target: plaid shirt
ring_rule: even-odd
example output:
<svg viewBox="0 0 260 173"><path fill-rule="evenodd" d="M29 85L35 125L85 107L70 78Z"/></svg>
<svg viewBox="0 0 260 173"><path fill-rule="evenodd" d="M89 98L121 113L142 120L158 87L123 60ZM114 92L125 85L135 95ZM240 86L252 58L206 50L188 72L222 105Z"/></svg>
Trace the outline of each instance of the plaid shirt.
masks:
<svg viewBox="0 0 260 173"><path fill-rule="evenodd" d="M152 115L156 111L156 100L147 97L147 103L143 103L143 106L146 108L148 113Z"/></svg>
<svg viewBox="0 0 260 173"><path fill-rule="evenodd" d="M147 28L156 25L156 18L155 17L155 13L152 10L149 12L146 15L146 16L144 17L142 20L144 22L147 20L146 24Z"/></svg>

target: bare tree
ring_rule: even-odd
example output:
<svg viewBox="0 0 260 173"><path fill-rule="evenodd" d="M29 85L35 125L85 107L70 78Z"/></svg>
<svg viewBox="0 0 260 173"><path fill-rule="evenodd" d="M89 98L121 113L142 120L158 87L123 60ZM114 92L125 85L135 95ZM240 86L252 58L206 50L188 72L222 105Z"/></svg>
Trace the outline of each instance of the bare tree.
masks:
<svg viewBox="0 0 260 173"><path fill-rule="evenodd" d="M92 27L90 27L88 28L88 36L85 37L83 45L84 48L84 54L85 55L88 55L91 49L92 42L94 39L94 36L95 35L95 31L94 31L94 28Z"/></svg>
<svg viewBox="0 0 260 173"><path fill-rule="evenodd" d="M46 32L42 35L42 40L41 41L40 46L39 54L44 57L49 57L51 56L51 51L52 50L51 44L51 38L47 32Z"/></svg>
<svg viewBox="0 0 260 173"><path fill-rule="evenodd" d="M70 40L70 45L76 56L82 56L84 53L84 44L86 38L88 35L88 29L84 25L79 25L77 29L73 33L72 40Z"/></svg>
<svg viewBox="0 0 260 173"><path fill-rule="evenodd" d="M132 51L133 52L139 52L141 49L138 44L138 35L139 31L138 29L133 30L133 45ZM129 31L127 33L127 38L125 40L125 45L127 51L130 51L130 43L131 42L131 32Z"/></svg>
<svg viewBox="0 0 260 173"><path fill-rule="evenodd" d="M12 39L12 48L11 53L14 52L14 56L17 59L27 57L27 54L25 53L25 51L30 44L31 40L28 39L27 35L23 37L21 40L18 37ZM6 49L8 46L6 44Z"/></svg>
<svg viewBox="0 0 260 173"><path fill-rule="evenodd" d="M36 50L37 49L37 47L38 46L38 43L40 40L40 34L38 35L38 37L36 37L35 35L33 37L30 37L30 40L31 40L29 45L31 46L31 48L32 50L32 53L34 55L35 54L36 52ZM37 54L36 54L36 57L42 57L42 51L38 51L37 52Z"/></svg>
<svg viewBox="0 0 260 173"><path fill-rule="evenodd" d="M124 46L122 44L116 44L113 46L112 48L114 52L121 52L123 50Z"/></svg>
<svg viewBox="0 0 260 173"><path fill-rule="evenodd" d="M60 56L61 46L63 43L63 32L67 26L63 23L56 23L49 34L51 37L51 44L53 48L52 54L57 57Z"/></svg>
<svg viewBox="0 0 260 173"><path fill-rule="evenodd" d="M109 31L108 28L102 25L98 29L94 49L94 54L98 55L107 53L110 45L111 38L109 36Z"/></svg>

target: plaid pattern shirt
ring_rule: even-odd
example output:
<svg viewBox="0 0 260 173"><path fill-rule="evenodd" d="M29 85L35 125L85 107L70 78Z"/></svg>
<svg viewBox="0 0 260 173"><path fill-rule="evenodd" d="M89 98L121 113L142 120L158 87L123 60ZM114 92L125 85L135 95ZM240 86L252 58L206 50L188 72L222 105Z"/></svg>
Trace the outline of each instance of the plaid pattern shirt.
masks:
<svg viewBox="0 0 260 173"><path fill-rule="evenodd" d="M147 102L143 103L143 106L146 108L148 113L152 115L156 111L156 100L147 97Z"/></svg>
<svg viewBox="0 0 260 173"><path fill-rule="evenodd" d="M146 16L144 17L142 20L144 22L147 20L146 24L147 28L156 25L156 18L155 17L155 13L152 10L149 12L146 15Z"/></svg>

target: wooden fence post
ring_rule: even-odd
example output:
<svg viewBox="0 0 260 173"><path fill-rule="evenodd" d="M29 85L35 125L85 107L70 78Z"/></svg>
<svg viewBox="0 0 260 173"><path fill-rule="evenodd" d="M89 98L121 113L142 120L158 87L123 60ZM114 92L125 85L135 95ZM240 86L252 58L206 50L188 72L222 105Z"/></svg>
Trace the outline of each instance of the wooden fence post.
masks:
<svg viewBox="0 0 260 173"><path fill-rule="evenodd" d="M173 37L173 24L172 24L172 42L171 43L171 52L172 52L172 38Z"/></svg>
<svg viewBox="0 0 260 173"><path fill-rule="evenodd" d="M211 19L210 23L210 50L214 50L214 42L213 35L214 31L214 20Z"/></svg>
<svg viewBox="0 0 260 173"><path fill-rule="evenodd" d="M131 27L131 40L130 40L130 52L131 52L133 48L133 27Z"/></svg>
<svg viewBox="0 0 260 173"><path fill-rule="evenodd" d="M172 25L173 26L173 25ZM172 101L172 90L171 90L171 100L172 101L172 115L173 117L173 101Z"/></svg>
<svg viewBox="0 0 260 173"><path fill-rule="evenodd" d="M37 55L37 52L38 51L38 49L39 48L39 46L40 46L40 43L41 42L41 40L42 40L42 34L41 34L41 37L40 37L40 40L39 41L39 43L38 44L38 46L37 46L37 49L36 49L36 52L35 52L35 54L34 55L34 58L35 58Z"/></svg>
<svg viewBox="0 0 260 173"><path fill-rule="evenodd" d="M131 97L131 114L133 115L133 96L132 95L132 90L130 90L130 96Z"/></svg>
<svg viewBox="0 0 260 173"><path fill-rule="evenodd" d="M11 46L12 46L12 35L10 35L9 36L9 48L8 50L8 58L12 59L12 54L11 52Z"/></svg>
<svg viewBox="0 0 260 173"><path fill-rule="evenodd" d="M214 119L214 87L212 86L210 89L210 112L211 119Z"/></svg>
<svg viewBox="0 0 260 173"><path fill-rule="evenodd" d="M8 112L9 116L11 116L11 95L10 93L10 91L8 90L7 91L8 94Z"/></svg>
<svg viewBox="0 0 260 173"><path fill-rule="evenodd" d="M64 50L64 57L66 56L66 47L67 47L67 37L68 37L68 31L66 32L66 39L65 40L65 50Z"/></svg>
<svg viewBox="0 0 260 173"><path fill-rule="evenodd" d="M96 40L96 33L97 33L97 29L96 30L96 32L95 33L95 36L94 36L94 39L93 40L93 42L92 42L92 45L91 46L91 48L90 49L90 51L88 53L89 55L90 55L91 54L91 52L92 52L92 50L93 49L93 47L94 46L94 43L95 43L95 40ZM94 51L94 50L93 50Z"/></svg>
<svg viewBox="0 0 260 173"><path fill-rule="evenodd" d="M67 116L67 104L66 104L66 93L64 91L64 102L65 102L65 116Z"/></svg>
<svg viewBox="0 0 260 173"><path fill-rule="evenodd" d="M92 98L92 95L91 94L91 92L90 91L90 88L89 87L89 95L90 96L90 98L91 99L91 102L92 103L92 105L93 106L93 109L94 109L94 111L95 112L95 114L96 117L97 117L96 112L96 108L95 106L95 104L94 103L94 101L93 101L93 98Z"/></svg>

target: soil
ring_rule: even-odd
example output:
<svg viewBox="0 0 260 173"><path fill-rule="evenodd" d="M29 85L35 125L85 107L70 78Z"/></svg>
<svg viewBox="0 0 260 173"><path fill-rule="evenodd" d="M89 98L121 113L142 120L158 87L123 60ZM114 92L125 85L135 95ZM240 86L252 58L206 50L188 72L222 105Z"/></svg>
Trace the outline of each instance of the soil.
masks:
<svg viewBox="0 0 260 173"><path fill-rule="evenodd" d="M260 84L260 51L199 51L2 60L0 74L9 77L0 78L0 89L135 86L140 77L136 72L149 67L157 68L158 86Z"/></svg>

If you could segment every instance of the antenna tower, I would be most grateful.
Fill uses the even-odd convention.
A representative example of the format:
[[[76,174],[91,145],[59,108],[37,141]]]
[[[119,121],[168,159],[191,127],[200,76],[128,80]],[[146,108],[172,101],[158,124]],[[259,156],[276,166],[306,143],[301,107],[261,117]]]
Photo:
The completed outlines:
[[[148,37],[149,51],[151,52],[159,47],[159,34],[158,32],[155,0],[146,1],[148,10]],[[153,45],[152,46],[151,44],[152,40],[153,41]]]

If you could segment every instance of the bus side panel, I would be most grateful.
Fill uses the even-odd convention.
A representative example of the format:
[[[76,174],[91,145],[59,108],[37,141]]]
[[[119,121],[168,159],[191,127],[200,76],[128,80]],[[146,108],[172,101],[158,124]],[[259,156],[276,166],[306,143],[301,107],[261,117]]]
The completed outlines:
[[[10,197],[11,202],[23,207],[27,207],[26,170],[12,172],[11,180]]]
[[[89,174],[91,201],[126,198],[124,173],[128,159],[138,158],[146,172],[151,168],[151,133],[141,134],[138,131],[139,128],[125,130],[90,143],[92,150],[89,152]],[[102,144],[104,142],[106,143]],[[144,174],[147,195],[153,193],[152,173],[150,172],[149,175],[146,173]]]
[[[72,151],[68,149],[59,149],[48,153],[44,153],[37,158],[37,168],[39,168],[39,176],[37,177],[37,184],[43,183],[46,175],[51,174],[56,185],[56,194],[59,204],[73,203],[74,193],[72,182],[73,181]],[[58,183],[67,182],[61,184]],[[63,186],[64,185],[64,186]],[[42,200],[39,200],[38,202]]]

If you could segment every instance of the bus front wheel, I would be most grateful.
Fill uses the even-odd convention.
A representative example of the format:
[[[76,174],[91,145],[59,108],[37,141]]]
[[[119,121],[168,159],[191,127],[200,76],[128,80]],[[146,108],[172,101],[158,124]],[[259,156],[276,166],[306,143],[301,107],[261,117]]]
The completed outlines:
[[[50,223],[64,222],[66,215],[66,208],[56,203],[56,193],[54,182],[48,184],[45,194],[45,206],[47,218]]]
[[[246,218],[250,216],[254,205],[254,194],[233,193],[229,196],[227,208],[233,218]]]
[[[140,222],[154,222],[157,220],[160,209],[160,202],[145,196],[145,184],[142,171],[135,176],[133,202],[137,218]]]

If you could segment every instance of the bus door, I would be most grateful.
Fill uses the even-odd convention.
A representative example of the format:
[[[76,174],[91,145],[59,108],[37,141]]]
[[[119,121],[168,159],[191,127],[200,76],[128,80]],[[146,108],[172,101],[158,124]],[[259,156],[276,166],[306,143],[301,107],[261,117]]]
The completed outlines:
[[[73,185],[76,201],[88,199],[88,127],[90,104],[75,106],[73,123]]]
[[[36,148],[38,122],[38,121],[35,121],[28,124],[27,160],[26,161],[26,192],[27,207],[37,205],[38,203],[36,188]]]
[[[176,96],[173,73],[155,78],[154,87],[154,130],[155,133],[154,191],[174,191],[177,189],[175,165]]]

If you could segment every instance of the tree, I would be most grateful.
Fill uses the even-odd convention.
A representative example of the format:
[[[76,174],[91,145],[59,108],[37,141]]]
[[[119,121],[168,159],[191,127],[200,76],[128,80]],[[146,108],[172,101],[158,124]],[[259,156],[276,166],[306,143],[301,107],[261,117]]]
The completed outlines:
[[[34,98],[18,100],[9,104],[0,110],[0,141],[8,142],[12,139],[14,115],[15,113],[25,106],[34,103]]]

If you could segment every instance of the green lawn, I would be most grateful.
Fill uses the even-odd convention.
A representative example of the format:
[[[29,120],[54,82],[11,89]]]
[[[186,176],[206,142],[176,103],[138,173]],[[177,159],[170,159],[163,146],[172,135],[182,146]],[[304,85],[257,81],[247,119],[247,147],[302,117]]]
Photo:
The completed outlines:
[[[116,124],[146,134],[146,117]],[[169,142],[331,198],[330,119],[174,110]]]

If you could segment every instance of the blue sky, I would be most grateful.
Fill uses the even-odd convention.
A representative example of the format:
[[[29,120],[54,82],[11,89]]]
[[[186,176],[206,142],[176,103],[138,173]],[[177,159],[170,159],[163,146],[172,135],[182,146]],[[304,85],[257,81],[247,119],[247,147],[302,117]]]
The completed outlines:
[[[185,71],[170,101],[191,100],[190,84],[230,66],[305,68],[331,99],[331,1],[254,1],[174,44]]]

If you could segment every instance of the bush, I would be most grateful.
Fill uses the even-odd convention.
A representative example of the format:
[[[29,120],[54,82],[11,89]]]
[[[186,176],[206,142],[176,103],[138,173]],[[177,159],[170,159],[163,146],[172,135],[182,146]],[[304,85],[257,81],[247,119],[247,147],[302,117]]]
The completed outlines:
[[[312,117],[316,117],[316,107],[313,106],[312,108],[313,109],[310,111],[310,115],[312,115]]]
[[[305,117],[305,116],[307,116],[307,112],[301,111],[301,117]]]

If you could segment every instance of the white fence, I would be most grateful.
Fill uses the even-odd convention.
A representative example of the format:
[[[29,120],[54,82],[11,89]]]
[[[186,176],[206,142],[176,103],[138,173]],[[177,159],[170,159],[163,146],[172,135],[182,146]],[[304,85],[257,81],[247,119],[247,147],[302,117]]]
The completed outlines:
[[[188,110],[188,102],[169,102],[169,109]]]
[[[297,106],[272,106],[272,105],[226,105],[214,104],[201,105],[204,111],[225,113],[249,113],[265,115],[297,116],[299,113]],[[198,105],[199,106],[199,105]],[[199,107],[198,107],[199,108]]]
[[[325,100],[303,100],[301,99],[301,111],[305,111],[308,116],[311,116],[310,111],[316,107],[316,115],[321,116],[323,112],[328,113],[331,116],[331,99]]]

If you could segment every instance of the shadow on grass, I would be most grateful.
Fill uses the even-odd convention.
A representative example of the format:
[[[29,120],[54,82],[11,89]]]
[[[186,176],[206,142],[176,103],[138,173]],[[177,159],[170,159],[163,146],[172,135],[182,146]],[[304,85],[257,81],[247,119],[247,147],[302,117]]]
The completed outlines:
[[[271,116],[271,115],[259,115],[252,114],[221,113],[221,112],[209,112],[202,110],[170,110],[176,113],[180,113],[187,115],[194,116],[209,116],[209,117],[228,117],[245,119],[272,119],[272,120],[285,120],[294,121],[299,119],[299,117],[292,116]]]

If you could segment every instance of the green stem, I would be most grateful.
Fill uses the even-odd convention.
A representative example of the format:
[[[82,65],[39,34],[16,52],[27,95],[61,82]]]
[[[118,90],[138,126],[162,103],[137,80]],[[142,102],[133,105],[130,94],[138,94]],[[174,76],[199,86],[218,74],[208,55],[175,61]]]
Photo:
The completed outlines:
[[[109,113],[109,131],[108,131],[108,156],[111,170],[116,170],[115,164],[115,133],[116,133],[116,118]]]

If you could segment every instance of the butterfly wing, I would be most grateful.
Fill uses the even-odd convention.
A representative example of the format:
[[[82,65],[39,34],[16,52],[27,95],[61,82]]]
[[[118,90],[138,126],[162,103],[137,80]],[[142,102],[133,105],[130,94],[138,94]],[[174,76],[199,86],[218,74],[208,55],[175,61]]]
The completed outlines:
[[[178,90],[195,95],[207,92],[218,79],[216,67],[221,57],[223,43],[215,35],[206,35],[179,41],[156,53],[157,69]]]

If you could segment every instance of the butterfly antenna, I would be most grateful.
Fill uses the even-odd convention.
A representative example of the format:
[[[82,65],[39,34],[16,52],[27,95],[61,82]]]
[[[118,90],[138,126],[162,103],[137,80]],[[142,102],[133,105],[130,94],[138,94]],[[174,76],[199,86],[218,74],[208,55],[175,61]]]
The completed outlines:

● To do
Set out exactly the run of lines that begins at the line holding "If you could segment every instance of the butterfly antenna, I" and ends at the last line of the data.

● Output of the task
If you could segment every instance of the butterfly antenna, I would be most grateful.
Fill uses the even-odd convention.
A representative example of the format:
[[[82,65],[39,34],[16,52],[27,95],[61,82]]]
[[[118,90],[138,126],[162,103],[137,80]],[[142,102],[133,105],[130,94],[138,94]],[[174,76],[199,86],[218,74],[208,55],[175,61]]]
The completed outlines:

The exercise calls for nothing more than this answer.